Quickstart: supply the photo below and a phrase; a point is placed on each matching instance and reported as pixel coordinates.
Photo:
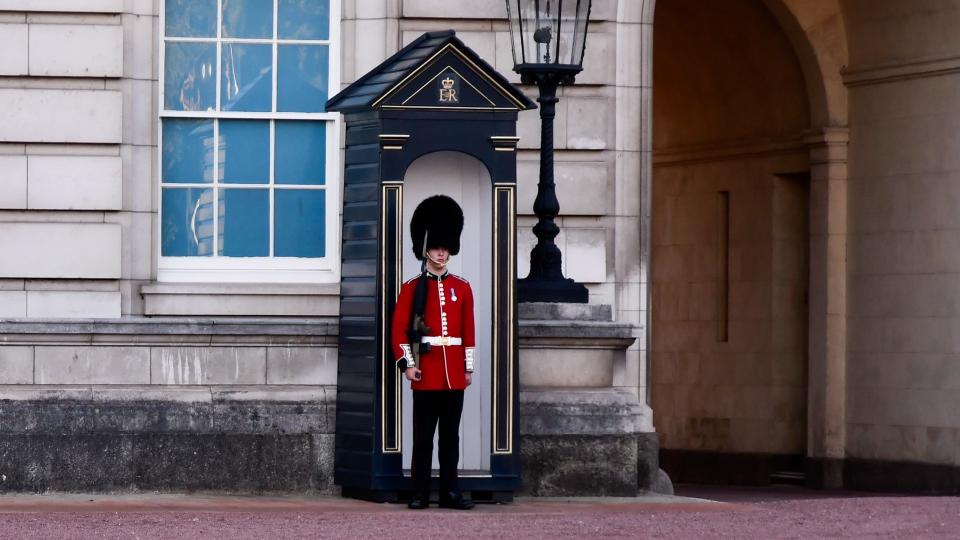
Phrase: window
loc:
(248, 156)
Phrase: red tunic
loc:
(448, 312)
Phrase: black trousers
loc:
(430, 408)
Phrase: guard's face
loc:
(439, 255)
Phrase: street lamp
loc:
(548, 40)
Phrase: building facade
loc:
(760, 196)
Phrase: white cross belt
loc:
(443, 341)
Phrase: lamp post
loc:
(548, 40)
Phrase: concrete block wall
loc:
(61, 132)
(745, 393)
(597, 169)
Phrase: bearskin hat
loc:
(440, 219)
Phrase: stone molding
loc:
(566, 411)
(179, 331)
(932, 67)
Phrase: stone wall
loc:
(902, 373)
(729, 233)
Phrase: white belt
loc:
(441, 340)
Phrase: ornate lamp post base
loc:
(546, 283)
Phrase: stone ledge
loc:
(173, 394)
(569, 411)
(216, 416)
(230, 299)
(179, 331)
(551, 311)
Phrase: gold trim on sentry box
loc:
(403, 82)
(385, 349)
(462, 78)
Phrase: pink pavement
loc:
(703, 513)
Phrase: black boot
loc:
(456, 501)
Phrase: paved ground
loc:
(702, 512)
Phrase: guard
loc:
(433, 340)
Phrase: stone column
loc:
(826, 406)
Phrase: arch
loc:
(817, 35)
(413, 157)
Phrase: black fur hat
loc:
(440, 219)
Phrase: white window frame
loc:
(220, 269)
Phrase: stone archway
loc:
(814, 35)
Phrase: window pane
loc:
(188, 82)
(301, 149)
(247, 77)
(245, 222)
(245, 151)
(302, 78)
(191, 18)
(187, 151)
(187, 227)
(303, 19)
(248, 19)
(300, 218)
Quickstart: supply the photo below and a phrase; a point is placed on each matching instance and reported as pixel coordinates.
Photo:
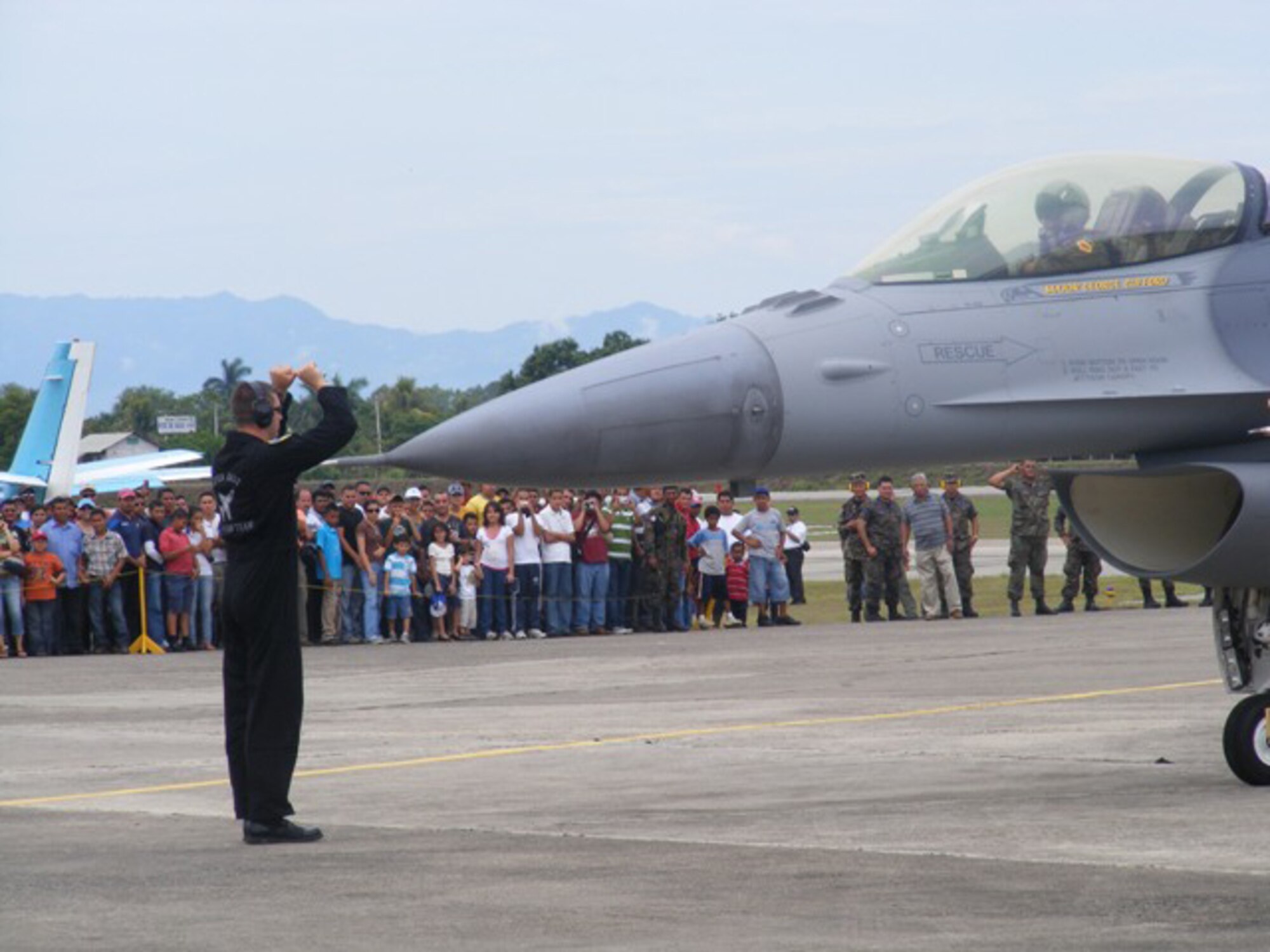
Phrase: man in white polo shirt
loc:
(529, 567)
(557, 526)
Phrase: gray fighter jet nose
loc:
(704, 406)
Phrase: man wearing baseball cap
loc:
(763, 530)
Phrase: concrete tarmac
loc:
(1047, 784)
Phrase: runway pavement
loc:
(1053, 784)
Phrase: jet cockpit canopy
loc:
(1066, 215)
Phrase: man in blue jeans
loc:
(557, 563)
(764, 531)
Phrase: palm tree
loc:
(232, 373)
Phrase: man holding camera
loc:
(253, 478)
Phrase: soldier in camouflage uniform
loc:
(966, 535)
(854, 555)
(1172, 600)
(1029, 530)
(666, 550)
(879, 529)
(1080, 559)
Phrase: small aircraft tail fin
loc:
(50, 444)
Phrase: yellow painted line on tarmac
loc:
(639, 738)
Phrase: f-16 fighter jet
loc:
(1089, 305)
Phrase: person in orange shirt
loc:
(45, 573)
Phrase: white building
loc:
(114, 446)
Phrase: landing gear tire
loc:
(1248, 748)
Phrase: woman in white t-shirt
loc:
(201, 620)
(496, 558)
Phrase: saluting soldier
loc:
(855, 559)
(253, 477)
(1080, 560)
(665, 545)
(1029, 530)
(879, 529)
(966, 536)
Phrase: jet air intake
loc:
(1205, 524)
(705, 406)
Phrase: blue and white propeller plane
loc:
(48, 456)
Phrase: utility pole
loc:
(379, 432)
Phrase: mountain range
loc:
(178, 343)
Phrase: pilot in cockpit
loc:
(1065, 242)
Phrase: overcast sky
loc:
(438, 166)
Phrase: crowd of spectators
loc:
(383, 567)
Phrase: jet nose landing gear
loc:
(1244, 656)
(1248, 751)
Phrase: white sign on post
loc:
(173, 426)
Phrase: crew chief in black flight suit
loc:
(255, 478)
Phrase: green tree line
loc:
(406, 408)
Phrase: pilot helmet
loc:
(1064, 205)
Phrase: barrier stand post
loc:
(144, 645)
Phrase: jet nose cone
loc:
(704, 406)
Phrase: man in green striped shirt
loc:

...

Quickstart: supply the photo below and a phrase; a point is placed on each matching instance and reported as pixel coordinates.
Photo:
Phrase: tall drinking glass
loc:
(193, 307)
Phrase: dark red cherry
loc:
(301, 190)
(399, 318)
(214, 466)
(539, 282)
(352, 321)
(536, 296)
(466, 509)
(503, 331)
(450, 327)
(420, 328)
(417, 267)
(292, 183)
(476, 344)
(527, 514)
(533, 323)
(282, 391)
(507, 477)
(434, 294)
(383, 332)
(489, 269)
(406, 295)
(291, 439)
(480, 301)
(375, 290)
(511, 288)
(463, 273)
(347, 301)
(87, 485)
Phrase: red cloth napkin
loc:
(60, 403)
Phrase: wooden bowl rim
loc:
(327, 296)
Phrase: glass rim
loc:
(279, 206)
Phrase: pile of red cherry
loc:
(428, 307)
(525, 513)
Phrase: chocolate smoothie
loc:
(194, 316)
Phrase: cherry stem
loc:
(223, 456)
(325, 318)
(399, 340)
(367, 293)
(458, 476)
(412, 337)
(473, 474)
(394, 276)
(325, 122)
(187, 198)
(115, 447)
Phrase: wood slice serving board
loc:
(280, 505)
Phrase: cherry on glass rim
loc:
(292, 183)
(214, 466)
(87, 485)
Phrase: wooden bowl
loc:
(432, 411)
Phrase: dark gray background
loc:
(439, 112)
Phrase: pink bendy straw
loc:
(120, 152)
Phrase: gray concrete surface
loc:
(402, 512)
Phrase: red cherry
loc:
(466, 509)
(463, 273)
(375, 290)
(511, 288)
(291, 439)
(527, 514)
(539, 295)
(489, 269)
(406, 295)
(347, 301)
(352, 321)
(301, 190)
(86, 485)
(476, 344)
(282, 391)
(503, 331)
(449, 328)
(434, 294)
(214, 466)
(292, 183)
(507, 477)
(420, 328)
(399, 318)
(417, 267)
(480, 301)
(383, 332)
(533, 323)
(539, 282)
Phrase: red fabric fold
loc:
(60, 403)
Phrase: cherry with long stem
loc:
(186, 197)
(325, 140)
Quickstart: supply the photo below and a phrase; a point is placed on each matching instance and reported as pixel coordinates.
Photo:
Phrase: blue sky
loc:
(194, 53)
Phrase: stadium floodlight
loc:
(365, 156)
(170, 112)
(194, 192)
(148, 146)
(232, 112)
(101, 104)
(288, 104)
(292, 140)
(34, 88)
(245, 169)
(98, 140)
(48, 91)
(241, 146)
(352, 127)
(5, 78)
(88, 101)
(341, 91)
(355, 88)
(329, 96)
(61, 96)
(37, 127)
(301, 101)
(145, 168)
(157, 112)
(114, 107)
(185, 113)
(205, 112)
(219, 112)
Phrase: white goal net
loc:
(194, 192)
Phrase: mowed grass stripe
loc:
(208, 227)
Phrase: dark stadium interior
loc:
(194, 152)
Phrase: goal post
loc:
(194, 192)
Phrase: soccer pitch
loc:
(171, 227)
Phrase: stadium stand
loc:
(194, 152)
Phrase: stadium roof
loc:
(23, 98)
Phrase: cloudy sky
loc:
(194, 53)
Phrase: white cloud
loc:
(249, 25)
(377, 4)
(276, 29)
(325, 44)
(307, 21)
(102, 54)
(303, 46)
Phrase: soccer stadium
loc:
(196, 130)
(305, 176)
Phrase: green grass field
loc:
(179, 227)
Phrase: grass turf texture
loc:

**Challenge:**
Count the lines in the listing that contain the word "landing" and reply with only that number.

**Task answer:**
2